WHAT IS ASKED:
Reproduce the listing below from its first line through the line that contains "142L36 144L30 157L25", including both ends. Leave the pictures out.

(Excerpts from the segmentation records)
━━━━━━

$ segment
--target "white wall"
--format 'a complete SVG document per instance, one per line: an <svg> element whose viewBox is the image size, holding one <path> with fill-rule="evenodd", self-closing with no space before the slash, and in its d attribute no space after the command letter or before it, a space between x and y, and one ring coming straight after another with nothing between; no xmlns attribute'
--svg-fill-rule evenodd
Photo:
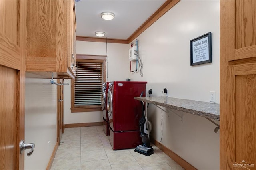
<svg viewBox="0 0 256 170"><path fill-rule="evenodd" d="M25 142L36 144L30 157L25 150L25 169L45 170L57 142L57 86L26 78L25 111Z"/></svg>
<svg viewBox="0 0 256 170"><path fill-rule="evenodd" d="M178 2L138 37L144 76L129 77L148 81L147 91L152 89L154 96L161 96L166 88L170 97L209 102L209 91L214 91L219 103L219 6L218 1ZM190 40L210 32L212 62L190 66ZM148 111L152 136L160 141L161 110L150 105ZM182 121L162 112L162 144L198 169L219 169L219 132L214 133L215 125L204 118L174 111L183 115Z"/></svg>
<svg viewBox="0 0 256 170"><path fill-rule="evenodd" d="M107 55L107 80L125 81L129 69L127 57L128 45L114 43L76 42L77 54ZM67 81L65 80L65 82ZM71 87L64 86L64 124L102 121L102 112L71 112Z"/></svg>

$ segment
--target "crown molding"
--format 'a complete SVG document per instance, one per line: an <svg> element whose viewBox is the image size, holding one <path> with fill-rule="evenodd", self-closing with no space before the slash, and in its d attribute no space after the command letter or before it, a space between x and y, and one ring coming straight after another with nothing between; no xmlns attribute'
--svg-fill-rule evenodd
<svg viewBox="0 0 256 170"><path fill-rule="evenodd" d="M110 43L118 43L129 44L136 38L144 31L156 21L167 11L173 7L180 0L167 0L165 2L143 23L126 40L115 39L114 38L104 38L95 37L77 36L78 41L88 42L108 42Z"/></svg>

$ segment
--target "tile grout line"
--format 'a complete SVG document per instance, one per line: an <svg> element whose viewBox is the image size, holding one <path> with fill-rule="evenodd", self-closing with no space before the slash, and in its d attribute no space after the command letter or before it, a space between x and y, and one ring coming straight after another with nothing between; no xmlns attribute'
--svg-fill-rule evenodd
<svg viewBox="0 0 256 170"><path fill-rule="evenodd" d="M82 170L82 141L81 138L81 127L80 127L80 169Z"/></svg>
<svg viewBox="0 0 256 170"><path fill-rule="evenodd" d="M141 168L141 169L143 170L143 168L142 167L142 166L141 166L140 165L140 164L139 163L139 162L138 162L138 161L136 159L136 158L135 158L135 157L134 157L134 155L132 152L131 152L131 151L130 150L129 150L129 152L130 152L131 153L131 154L132 154L132 156L133 156L133 158L134 158L134 159L136 161L136 162L137 162L137 163L138 163L138 164L139 165L139 166L140 166L140 168ZM135 151L134 151L135 152Z"/></svg>
<svg viewBox="0 0 256 170"><path fill-rule="evenodd" d="M112 170L113 169L112 169L112 166L111 166L111 164L110 164L110 162L109 162L109 159L108 158L108 154L106 153L106 150L105 149L105 148L103 146L103 143L102 143L102 141L101 140L101 138L100 138L100 134L99 134L99 132L98 130L98 129L97 128L96 128L96 129L97 129L97 132L98 133L98 135L99 135L99 137L100 138L100 142L101 142L101 144L102 145L102 147L103 147L103 149L104 149L104 151L105 152L105 154L106 154L106 156L107 156L107 158L108 158L108 163L109 163L109 165L110 165L110 168L111 168L111 170Z"/></svg>

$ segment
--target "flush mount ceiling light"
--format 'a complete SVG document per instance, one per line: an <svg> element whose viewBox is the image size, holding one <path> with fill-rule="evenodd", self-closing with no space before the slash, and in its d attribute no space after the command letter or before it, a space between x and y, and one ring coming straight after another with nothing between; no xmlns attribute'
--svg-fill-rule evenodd
<svg viewBox="0 0 256 170"><path fill-rule="evenodd" d="M114 13L110 12L103 12L100 14L101 18L105 20L113 20L115 18Z"/></svg>
<svg viewBox="0 0 256 170"><path fill-rule="evenodd" d="M104 32L97 31L97 32L95 32L95 35L98 37L103 37L105 36L105 33Z"/></svg>

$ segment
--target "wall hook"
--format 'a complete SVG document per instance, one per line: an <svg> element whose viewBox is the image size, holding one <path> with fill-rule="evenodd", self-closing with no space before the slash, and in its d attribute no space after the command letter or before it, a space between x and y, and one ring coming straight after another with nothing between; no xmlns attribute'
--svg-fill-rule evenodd
<svg viewBox="0 0 256 170"><path fill-rule="evenodd" d="M54 84L58 85L68 85L68 83L58 83L53 81L53 73L52 73L52 79L51 80L51 84Z"/></svg>

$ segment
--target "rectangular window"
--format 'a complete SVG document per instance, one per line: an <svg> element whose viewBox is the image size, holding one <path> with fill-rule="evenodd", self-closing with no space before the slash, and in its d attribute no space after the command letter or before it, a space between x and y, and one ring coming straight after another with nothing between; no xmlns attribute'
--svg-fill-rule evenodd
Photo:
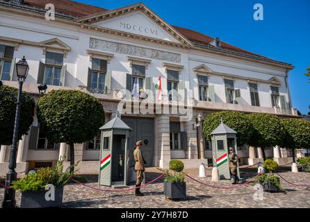
<svg viewBox="0 0 310 222"><path fill-rule="evenodd" d="M234 80L230 79L225 79L226 89L226 98L227 103L234 103L235 100L235 89L234 85Z"/></svg>
<svg viewBox="0 0 310 222"><path fill-rule="evenodd" d="M104 94L106 87L107 61L97 58L92 59L90 74L90 92Z"/></svg>
<svg viewBox="0 0 310 222"><path fill-rule="evenodd" d="M197 76L197 78L199 100L203 101L208 101L208 76L199 75Z"/></svg>
<svg viewBox="0 0 310 222"><path fill-rule="evenodd" d="M100 132L92 140L88 142L87 149L91 151L100 150Z"/></svg>
<svg viewBox="0 0 310 222"><path fill-rule="evenodd" d="M144 89L144 80L145 77L145 66L132 64L131 65L131 89L133 89L133 85L138 84L140 89Z"/></svg>
<svg viewBox="0 0 310 222"><path fill-rule="evenodd" d="M145 76L145 66L133 64L131 65L133 76Z"/></svg>
<svg viewBox="0 0 310 222"><path fill-rule="evenodd" d="M10 80L14 47L0 44L0 80Z"/></svg>
<svg viewBox="0 0 310 222"><path fill-rule="evenodd" d="M279 99L280 95L279 94L279 87L271 86L271 102L272 103L272 107L280 107Z"/></svg>
<svg viewBox="0 0 310 222"><path fill-rule="evenodd" d="M257 84L249 83L250 95L251 96L252 105L259 106L259 91Z"/></svg>
<svg viewBox="0 0 310 222"><path fill-rule="evenodd" d="M177 101L177 94L178 94L178 83L168 81L167 89L168 90L168 99L170 101Z"/></svg>
<svg viewBox="0 0 310 222"><path fill-rule="evenodd" d="M42 129L39 129L39 135L38 137L38 150L55 150L60 147L60 144L55 144L49 141L47 139L45 131Z"/></svg>
<svg viewBox="0 0 310 222"><path fill-rule="evenodd" d="M170 132L170 149L180 150L180 133Z"/></svg>
<svg viewBox="0 0 310 222"><path fill-rule="evenodd" d="M218 151L224 151L224 141L223 140L217 140L218 144Z"/></svg>
<svg viewBox="0 0 310 222"><path fill-rule="evenodd" d="M61 68L63 64L63 55L46 52L44 83L50 85L61 85Z"/></svg>

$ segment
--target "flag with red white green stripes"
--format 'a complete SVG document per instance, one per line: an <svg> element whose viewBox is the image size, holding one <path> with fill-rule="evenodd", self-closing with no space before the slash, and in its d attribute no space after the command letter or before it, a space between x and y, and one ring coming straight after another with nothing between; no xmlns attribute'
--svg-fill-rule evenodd
<svg viewBox="0 0 310 222"><path fill-rule="evenodd" d="M103 170L106 168L108 164L110 164L111 160L111 154L109 153L107 156L106 156L100 162L100 170Z"/></svg>
<svg viewBox="0 0 310 222"><path fill-rule="evenodd" d="M218 167L228 160L227 153L225 153L224 155L216 159L216 166Z"/></svg>

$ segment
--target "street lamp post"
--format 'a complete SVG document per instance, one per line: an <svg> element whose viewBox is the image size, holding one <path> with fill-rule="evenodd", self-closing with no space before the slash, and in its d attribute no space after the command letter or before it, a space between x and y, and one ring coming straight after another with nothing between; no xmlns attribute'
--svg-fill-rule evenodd
<svg viewBox="0 0 310 222"><path fill-rule="evenodd" d="M22 89L23 83L27 77L29 66L26 61L25 57L16 63L16 71L17 80L19 83L17 94L17 102L16 103L15 121L14 123L14 134L12 146L10 149L10 162L8 164L8 171L6 173L6 186L4 191L4 198L2 203L3 208L15 208L16 207L15 191L14 189L9 189L8 187L12 185L12 182L17 180L16 168L16 155L17 144L19 125L20 102L22 97Z"/></svg>

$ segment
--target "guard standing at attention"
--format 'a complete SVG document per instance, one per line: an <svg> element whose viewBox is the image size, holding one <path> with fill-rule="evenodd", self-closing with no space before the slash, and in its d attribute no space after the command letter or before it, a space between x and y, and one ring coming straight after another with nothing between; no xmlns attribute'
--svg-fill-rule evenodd
<svg viewBox="0 0 310 222"><path fill-rule="evenodd" d="M229 168L230 173L234 178L233 185L235 185L239 182L239 178L238 177L237 171L238 156L235 153L235 151L233 147L229 147Z"/></svg>
<svg viewBox="0 0 310 222"><path fill-rule="evenodd" d="M138 141L136 143L136 149L133 151L133 157L136 161L135 171L137 177L136 187L141 186L142 181L143 180L143 172L145 171L145 164L146 164L140 150L142 146L142 140ZM144 196L144 194L140 191L140 187L136 189L135 194L136 196Z"/></svg>

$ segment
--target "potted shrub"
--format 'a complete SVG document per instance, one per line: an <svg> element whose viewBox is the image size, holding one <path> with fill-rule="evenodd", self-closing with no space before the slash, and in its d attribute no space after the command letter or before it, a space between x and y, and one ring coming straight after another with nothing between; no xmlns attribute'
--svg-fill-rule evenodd
<svg viewBox="0 0 310 222"><path fill-rule="evenodd" d="M306 172L310 172L310 157L301 157L297 160L298 165L302 166L302 170Z"/></svg>
<svg viewBox="0 0 310 222"><path fill-rule="evenodd" d="M165 197L170 199L185 199L186 197L186 185L184 182L185 173L183 162L171 160L169 163L169 170L161 170L166 174L164 176L163 192Z"/></svg>
<svg viewBox="0 0 310 222"><path fill-rule="evenodd" d="M63 171L63 160L59 160L55 168L42 168L36 172L13 182L13 187L22 192L21 208L57 207L63 203L63 186L73 173L70 167ZM47 200L47 185L55 187L54 200Z"/></svg>
<svg viewBox="0 0 310 222"><path fill-rule="evenodd" d="M277 192L282 190L280 178L275 175L278 164L272 160L266 160L263 162L266 173L257 177L256 180L263 186L263 190L269 192Z"/></svg>

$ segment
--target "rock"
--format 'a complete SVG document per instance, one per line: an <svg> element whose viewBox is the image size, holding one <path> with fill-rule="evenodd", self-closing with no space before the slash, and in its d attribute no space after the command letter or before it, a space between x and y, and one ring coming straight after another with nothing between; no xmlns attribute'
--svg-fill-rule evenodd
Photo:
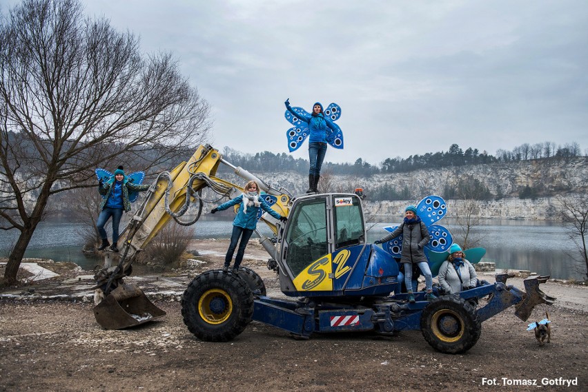
<svg viewBox="0 0 588 392"><path fill-rule="evenodd" d="M473 269L479 272L491 272L496 270L496 263L481 261L474 264Z"/></svg>

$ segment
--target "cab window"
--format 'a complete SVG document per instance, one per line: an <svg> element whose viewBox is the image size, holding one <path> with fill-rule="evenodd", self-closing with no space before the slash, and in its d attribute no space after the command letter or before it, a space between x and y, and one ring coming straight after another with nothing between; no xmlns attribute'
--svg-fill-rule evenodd
<svg viewBox="0 0 588 392"><path fill-rule="evenodd" d="M363 244L365 231L360 200L349 196L333 196L333 198L335 248Z"/></svg>
<svg viewBox="0 0 588 392"><path fill-rule="evenodd" d="M296 207L286 236L286 262L294 276L329 253L326 199L306 200Z"/></svg>

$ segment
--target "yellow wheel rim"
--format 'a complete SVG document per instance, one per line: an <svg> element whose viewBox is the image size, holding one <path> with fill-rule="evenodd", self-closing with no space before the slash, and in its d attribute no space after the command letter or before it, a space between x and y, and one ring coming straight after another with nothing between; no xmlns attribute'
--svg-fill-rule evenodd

━━━━━━

RESULT OF THE TASK:
$ segment
--target "white wall"
--format 'a complete SVG document per instance, one per line: an <svg> element whose viewBox is the image size, holding one <path> with fill-rule="evenodd", self-closing with no space before the slash, and in its d attribute no space after the command letter or before it, a space between x and y, and one ring coming straight after another with nothing between; no xmlns attribute'
--svg-fill-rule evenodd
Photo:
<svg viewBox="0 0 256 170"><path fill-rule="evenodd" d="M25 142L36 144L30 157L25 150L25 169L45 170L57 142L57 86L26 78L25 111Z"/></svg>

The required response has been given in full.